YOUR INSTRUCTIONS: From the first line to the last, output the records exactly and drop any images.
** SOURCE DATA follows **
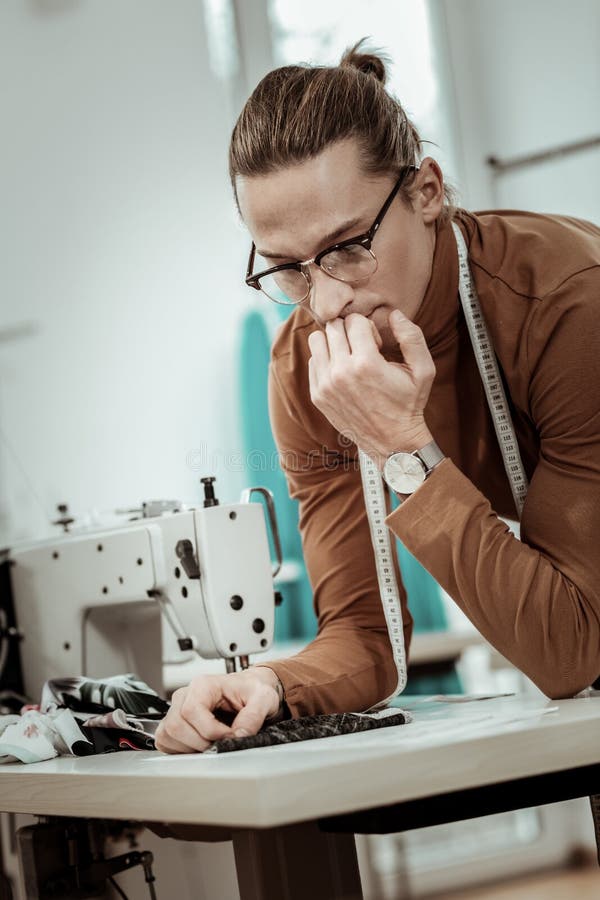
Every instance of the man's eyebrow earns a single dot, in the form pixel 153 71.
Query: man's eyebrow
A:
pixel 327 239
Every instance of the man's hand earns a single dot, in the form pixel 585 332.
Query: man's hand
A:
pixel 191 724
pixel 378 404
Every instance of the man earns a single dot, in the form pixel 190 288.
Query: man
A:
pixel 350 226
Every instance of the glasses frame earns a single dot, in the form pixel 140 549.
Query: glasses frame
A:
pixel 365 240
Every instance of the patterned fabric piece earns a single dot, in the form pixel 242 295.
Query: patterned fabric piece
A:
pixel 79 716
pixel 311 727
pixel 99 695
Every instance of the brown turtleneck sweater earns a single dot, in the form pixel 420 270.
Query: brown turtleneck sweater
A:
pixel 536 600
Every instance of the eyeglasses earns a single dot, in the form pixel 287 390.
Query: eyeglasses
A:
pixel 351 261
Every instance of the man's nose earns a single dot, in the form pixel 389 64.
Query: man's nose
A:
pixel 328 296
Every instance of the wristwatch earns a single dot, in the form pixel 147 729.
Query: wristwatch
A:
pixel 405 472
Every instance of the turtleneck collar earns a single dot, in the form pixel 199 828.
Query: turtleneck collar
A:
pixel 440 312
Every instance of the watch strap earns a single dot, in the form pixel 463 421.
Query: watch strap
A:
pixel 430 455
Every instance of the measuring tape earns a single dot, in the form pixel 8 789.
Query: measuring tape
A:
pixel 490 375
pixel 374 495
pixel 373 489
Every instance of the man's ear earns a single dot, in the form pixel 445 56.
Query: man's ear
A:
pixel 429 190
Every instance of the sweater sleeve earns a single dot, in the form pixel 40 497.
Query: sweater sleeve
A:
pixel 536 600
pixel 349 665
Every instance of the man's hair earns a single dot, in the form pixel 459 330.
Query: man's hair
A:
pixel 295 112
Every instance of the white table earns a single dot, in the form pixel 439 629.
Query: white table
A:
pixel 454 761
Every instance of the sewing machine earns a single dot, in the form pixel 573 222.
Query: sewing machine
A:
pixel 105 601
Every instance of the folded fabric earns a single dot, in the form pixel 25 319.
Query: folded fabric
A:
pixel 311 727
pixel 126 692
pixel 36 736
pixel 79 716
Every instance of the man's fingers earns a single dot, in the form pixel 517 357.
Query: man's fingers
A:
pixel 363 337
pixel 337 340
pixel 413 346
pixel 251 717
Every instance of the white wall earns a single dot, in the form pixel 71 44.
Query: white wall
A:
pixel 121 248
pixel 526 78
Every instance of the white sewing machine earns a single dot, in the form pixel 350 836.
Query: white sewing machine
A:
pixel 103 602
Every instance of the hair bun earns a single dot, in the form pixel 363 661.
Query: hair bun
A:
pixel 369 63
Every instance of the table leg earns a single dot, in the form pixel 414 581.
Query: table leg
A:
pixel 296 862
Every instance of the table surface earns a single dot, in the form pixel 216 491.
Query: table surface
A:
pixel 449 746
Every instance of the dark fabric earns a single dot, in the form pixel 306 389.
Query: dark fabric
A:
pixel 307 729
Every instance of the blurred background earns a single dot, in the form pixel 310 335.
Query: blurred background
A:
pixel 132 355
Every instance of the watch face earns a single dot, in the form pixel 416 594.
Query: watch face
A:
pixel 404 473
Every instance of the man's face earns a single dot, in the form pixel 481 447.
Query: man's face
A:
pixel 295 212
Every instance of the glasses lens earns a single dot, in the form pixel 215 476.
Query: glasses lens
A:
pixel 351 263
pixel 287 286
** End of SOURCE DATA **
ANSWER TO THIS PROBLEM:
Every instance of the man's eyebrow earns a single dot, in the form pixel 153 71.
Query: man's eyebrow
A:
pixel 327 239
Every instance of the man's hand earns a single dot, in the form pixel 585 332.
Query: man's hand
A:
pixel 191 724
pixel 378 404
Every instance of the man earns a single dot, in the form pixel 190 288.
Query: man
A:
pixel 350 226
Every instance of the glasses frame earns a single dot, in the form pixel 140 549.
Query: glasses frame
A:
pixel 365 240
Every instance of the patterned fabric piece earns a single dot, in the form pixel 242 295.
Query: patterned fabric piece
A:
pixel 79 716
pixel 311 727
pixel 99 695
Every instance of the brown turtleneck sweater earns a single dot, in the form pixel 420 270.
Query: brown turtleneck sweater
A:
pixel 536 600
Every instance of the eyeglasses earns a single dot, in the form pixel 287 390.
Query: eyeglasses
A:
pixel 351 261
Every instance of the man's nose earns a single dot, in the form pixel 389 64.
Query: man's nose
A:
pixel 328 296
Every instance of the wristwatch earns a single dot, in the form pixel 147 729.
Query: wristwatch
A:
pixel 405 472
Every instance of the turtleneck collar earns a single dot, in the form pixel 199 828.
Query: turtleneck collar
A:
pixel 440 312
Every instance of the watch strap earns a single dot, in the form pixel 463 421.
Query: watch strap
A:
pixel 430 455
Every instance of the measuring tape earns a single dot, in the form pixel 8 789.
Query: measuring tape
A:
pixel 490 375
pixel 374 495
pixel 373 489
Every instance of the man's ear earns a single dot, in the form pixel 445 56.
Query: man's ear
A:
pixel 429 190
Every instance of the sweater sleeve earns a single dot, in the form pixel 40 497.
Query: sweater sleeve
A:
pixel 536 600
pixel 349 665
Every instance of the man's hair earns a single dot, in the form pixel 459 330.
Query: man's hair
A:
pixel 295 112
Every instance of the white table earns a single dot, in the form pixel 439 629.
Query: white table
A:
pixel 454 761
Every instance of the sewing machine earns a single dot, in the form pixel 573 222.
Query: sewing machine
A:
pixel 105 601
Every instance of the folded fabric earns a single dot, in the form pixel 25 319.
Query: folded fabric
A:
pixel 311 727
pixel 126 692
pixel 36 736
pixel 79 716
Every instance of the man's fingers earns a single dot, in the form pixel 517 357.
Query: man's fingers
A:
pixel 363 337
pixel 337 340
pixel 413 346
pixel 251 717
Every instance of the white wall earns a single dot, in the form pixel 71 44.
Query: white wall
A:
pixel 121 248
pixel 526 78
Every instance of the white sewing machine earns a single dot, in the form pixel 350 836.
Query: white sewing machine
A:
pixel 103 602
Every instance of the hair bun earns a single dot, in the form pixel 363 661.
Query: hair bun
A:
pixel 369 63
Every instance of the table leg earns a single dot, in the form pixel 414 581.
Query: table leg
A:
pixel 296 862
Every instance of the table surface earns a single dot, in the form pixel 216 491.
Query: table surface
A:
pixel 449 746
Every instance of the dark fabric earns a single dot, in the form pixel 306 389.
Query: dark fabric
A:
pixel 307 729
Every instance of the blurred background earns a single dot, in the form pixel 310 335.
Query: blurred background
A:
pixel 132 355
Every instance of the watch face earns a single dot, in the form pixel 416 594.
Query: watch face
A:
pixel 404 473
Every instance of the man's face earns a single dot, in the form pixel 481 447.
Query: man's face
A:
pixel 295 212
Every instance of the glasses lens earns a single dot, in the form pixel 215 476.
Query: glasses lens
A:
pixel 351 263
pixel 287 286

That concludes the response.